» STATED PROBLEM
Reproduce every line of the data from the first line through the line that contains "[[[60,434],[15,458],[3,470],[72,470],[73,436]]]", and offset each polygon vertex coordinate by adding 130 to it.

» DATA TO USE
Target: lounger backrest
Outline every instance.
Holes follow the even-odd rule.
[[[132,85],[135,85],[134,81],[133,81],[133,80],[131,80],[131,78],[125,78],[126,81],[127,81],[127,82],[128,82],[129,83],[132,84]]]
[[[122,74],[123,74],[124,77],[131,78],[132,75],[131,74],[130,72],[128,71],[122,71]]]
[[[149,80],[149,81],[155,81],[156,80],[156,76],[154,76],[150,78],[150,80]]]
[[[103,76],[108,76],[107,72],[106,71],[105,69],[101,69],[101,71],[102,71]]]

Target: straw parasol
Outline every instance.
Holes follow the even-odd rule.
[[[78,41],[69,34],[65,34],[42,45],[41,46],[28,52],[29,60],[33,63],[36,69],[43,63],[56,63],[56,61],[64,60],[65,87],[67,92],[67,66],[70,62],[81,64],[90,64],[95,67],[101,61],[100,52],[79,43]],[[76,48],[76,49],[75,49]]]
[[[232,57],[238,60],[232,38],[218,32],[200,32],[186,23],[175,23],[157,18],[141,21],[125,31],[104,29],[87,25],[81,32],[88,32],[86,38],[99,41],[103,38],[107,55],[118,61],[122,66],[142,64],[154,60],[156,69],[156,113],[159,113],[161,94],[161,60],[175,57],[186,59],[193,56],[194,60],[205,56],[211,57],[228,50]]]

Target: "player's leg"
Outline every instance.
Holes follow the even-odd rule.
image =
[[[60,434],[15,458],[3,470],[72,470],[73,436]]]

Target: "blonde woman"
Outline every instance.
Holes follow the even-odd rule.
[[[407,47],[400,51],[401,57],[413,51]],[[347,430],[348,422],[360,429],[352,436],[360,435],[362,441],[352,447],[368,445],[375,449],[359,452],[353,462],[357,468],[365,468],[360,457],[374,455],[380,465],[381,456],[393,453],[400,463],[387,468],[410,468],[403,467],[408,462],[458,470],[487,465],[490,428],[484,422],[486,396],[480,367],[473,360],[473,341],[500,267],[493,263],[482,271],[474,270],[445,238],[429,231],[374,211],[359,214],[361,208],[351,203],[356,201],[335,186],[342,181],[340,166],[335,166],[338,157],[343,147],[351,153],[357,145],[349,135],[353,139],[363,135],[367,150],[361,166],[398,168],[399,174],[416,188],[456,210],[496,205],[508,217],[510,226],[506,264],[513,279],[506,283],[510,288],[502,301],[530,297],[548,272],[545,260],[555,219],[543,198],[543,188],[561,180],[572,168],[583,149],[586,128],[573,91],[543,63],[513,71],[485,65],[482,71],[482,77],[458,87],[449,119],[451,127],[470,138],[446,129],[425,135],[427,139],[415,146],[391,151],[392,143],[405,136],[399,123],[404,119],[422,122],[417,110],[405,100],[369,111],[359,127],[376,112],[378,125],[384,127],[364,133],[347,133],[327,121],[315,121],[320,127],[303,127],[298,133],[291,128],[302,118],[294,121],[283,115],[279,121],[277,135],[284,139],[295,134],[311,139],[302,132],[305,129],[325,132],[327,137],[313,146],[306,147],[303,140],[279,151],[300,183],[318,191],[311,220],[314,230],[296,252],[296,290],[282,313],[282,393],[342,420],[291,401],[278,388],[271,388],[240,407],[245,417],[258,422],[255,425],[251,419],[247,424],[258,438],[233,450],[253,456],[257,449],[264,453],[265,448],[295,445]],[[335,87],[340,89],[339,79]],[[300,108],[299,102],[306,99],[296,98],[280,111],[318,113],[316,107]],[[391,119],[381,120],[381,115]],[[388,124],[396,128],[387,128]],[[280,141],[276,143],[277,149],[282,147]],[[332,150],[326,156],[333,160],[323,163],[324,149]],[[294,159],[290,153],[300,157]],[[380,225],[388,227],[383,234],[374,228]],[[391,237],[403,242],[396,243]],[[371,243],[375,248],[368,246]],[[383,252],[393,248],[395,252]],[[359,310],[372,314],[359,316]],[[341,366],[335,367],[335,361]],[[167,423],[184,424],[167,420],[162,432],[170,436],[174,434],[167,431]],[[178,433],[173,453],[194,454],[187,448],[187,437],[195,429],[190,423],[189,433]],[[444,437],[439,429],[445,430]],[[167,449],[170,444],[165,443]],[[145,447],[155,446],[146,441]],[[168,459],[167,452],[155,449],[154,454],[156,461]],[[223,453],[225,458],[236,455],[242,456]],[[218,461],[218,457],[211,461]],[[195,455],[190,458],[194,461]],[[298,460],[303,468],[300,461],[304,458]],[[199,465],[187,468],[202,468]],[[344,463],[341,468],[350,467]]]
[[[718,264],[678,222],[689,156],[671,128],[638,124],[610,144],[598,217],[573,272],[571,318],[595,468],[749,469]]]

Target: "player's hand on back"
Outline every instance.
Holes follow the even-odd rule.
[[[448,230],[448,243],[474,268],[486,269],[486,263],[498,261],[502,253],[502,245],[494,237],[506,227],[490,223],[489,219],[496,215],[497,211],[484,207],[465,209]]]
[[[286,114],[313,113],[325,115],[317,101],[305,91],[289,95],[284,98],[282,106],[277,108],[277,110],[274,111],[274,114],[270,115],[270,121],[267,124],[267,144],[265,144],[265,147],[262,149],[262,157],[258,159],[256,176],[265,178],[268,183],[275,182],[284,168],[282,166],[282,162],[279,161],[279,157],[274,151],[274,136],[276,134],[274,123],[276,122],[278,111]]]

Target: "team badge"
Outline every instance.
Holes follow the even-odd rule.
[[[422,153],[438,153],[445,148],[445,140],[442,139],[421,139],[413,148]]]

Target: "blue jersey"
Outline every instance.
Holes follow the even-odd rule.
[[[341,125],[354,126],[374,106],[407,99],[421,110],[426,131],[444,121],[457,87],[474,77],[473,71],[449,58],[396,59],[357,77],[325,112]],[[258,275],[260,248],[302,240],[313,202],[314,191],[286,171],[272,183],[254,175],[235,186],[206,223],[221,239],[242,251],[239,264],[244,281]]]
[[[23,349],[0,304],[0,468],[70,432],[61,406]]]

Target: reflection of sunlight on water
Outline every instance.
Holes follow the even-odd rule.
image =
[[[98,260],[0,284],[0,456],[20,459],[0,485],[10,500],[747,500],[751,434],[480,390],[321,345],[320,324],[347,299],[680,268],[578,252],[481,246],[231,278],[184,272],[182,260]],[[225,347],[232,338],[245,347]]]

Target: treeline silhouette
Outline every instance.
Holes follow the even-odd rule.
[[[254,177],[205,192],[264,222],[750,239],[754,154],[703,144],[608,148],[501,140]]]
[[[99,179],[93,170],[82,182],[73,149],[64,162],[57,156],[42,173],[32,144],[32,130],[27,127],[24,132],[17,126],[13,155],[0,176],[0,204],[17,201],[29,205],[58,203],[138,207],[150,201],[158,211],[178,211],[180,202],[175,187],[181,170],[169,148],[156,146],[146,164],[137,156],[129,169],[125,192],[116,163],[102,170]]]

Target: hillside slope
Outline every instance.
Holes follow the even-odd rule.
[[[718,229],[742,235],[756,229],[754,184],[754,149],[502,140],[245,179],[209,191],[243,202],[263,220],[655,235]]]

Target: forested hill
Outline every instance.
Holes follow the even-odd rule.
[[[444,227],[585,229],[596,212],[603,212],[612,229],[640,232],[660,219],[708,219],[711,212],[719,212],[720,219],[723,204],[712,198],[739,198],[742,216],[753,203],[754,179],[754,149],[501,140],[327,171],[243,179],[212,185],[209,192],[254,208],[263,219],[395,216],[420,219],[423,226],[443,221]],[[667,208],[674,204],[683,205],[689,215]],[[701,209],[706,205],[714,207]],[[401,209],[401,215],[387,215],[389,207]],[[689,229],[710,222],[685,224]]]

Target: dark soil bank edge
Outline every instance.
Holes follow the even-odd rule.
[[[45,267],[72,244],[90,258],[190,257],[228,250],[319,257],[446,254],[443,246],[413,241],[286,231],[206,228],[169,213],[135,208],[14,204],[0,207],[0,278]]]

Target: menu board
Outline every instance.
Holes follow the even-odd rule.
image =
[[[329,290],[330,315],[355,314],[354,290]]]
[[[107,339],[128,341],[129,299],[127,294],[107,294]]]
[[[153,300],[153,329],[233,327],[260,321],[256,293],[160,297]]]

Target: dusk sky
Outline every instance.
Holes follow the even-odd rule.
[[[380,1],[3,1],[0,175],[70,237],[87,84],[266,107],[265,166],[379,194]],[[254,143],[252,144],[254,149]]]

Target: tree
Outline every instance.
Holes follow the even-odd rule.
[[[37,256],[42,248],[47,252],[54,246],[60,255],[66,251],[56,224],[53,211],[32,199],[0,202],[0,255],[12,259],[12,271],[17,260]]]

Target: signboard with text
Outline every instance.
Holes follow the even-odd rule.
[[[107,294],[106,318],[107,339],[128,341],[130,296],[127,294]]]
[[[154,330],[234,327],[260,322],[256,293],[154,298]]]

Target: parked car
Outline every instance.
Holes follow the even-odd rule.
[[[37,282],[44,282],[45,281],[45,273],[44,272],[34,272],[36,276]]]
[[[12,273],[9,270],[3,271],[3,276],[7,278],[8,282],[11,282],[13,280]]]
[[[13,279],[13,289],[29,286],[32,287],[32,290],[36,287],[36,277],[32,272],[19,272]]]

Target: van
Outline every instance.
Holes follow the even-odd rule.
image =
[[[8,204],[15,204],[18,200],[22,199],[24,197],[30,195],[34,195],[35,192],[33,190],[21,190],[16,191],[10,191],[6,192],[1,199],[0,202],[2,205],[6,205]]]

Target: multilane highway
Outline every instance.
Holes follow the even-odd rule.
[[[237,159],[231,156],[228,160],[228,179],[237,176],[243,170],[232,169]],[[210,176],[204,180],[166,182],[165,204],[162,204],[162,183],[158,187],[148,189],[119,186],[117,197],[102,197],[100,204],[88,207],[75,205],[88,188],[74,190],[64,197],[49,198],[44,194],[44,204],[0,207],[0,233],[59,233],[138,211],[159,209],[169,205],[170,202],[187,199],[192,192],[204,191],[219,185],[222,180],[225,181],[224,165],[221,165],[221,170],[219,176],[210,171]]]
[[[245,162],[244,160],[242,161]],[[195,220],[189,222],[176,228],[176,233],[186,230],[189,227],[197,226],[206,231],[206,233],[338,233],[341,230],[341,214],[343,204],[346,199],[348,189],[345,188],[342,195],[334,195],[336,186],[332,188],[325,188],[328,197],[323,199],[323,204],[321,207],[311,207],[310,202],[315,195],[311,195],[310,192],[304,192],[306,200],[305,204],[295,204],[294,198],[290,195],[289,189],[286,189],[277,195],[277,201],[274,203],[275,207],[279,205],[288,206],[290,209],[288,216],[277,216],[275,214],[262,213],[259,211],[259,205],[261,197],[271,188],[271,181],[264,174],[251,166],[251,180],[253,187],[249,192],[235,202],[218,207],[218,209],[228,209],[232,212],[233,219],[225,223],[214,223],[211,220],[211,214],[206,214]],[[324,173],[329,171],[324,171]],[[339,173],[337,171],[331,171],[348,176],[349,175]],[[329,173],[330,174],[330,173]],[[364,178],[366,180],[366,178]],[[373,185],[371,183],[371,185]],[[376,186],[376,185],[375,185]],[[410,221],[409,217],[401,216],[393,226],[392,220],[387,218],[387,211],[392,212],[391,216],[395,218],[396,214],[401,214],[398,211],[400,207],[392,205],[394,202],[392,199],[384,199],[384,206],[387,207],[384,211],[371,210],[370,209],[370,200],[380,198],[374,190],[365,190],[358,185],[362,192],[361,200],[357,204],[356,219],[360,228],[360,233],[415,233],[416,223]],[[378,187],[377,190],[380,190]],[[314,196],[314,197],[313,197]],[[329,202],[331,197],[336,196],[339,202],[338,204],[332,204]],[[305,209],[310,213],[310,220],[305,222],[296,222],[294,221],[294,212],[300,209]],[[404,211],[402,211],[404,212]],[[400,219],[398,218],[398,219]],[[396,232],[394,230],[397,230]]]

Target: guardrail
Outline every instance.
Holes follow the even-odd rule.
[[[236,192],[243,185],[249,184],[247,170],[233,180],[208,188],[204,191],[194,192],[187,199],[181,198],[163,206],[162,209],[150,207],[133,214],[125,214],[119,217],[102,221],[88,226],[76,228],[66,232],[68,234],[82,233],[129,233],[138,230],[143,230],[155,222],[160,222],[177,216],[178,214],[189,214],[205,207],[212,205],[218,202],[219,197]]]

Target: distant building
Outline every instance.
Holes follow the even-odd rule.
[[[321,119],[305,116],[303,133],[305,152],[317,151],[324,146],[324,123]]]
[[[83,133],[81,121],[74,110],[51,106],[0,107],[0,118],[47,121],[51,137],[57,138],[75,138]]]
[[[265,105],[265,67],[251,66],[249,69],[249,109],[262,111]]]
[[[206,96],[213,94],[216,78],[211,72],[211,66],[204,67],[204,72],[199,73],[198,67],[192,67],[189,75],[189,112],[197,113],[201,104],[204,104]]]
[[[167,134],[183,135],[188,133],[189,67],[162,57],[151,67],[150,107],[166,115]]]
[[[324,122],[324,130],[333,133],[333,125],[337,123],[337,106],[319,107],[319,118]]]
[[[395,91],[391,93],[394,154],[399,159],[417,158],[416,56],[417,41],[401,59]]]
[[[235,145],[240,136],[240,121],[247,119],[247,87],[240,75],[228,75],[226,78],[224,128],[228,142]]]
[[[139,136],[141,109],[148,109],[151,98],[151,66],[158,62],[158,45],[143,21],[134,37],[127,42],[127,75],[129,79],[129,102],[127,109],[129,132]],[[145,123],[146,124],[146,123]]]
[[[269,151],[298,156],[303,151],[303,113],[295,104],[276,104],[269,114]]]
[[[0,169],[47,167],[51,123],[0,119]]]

» ANSWER FOR THIS EXERCISE
Target: lounger backrest
Outline every instance.
Holes follow the even-odd rule.
[[[262,215],[265,215],[264,211],[263,211],[263,210],[261,210],[261,208],[255,208],[256,211],[257,211],[257,212],[258,212],[259,213],[262,214]]]
[[[252,204],[253,204],[254,207],[261,208],[262,205],[261,204],[260,202],[258,201],[252,201]]]
[[[279,210],[279,211],[285,211],[286,210],[286,206],[284,206],[280,208],[280,210]]]
[[[233,206],[238,206],[237,202],[236,201],[235,199],[231,199],[231,201],[232,201]]]

Target: straw parasol
Outline every instance.
Holes follow the even-odd rule.
[[[208,171],[199,164],[195,164],[172,175],[171,176],[158,182],[159,190],[163,193],[166,199],[173,193],[186,193],[186,191],[194,190],[195,217],[197,222],[197,196],[200,192],[211,194],[220,194],[225,197],[231,191],[230,182],[209,173]],[[206,178],[206,179],[205,179]]]
[[[362,187],[368,190],[362,168],[348,162],[330,162],[316,153],[305,153],[287,148],[271,151],[255,161],[234,159],[217,155],[211,162],[218,162],[216,168],[229,171],[233,168],[237,185],[248,191],[252,196],[272,194],[284,190],[286,199],[286,243],[289,243],[291,224],[291,190],[305,187],[316,189],[323,186],[324,190],[335,186],[341,187],[358,180]]]

Target: "player's leg"
Outline every instance.
Holes follow the even-odd rule.
image =
[[[190,564],[145,588],[133,600],[202,600],[203,566]]]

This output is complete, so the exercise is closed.